■ SOURCE EXCERPT:
* * * * *
Saturday, March 02, 2019

True/False 2019: The Queen of Soul and the Queen of the Bronx

Aretha Franklin in Amazing Grace (2018)

Amazing Grace (2018, directed by Sydney Pollack and completed by Alan Elliot) chronicles the recording of the album of the same name by Aretha Franklin. The album remains the biggest-selling Gospel album ever recorded; the film has sat unreleased for nearly fifty years, beset by technical problem that have only been correctable with the advances of filmmaking technology of the present era, and by Franklin's own dissatisfaction with the film. I think I "get" why Franklin might have had qualms. As presented in what is basically a church service, she sublimates her own personality to the decorum of religion, something of which the Rev. James Cleveland reminds the audience at the outset. There is certainly a patriarchy at work in the musical and religious traditions from which this is drawn (Ray Charles, for example, famously appropriated the call and response dynamic of a male preacher revving up a choir). Aretha doesn't really talk much in the film--she's there to sing after all--but Cleveland and Aretha's father sure do. There's also a curious merging of the religious and the secular, which is pronounced even if it is at the heart of soul music in the first place.


This was shot in a church in Watts, when the open wounds of the riots of the late 60s were still open wounds, so there's an unstated, but blatant political element to this film that maybe would have more sting had it premiered in 1972 as planned. The audience is mostly black, such that the white film crew seem like intruders, and maybe even a kind of blasphemy. The presence on the second night of Mick Jagger and Charlie Watts has a similar feeling, though I'll admit it's more palatable because Jagger is clearly into the spirit of things; Charlie, by contrast, is his usual unflappable self.


If Aretha has sublimated her personality to decorum here, she most certainly hasn't done that with her voice. There are times when her voice acts as a spiritual bludgeon and I'm sympathetic to critics who have sometimes thought her performance on Amazing Grace was overbearing and showy. I think part of that is because there was only the evidence of the album before now. Now we can see just how invested she is in her faith as she sings. If she's being overgenerous to the audience, it's because she's being as generous as she can be to God.


The film itself resembles other concert films from its era, down to the Woodstock-style split screens that change the film's aspect ratio into a particularly wide screen. It's visually gritty, too, showing a lot of grain which renders the film as a time capsule in this present era of pristine digital images.
* * * * *
■ MATERIAL SUPPLIED:
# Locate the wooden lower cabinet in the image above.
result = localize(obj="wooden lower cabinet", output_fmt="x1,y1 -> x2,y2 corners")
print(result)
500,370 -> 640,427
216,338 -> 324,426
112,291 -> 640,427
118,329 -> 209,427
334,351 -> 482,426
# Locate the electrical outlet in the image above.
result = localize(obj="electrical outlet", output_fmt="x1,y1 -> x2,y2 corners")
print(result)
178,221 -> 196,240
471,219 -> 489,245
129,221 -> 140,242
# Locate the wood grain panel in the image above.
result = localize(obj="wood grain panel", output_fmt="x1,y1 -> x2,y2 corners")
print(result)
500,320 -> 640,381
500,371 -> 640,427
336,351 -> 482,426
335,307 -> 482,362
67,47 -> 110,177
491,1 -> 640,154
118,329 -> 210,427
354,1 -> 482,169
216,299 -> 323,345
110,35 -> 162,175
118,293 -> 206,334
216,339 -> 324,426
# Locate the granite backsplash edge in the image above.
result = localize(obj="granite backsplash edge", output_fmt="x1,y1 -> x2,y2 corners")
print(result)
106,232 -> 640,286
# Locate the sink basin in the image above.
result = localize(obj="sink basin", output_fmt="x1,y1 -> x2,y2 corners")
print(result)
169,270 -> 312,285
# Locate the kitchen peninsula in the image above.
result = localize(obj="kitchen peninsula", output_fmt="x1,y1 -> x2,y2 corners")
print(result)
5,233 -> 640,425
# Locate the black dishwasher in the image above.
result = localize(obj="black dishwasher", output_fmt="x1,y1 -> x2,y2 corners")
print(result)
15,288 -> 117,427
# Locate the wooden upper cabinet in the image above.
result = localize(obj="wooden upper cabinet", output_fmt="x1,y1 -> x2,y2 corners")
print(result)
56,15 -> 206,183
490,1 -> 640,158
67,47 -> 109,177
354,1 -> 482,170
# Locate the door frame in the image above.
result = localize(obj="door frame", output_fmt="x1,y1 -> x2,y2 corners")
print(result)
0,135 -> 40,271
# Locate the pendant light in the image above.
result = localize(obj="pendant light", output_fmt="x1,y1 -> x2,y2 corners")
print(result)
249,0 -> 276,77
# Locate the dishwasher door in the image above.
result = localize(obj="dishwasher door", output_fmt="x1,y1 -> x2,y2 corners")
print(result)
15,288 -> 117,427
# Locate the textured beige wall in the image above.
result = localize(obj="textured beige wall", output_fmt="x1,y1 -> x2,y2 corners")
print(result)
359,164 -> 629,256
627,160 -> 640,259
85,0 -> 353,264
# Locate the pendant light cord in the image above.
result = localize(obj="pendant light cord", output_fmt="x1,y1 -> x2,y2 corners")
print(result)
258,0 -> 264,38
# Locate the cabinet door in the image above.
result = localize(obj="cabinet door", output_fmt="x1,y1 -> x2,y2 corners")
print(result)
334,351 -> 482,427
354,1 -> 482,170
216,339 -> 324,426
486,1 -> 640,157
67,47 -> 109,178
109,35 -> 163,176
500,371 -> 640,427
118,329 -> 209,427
* * * * *
■ REQUIRED TASK 1: According to the review, where was Amazing Grace shot?
■ REQUIRED TASK 2: Reproduce the review's text from "If Aretha has" to "pristine digital images.".
Leave the data aside; none of it is used here.

■ COMPLETE ANSWER 1: In a church in Watts.

■ COMPLETE ANSWER 2:
If Aretha has sublimated her personality to decorum here, she most certainly hasn't done that with her voice. There are times when her voice acts as a spiritual bludgeon and I'm sympathetic to critics who have sometimes thought her performance on Amazing Grace was overbearing and showy. I think part of that is because there was only the evidence of the album before now. Now we can see just how invested she is in her faith as she sings. If she's being overgenerous to the audience, it's because she's being as generous as she can be to God.


The film itself resembles other concert films from its era, down to the Woodstock-style split screens that change the film's aspect ratio into a particularly wide screen. It's visually gritty, too, showing a lot of grain which renders the film as a time capsule in this present era of pristine digital images.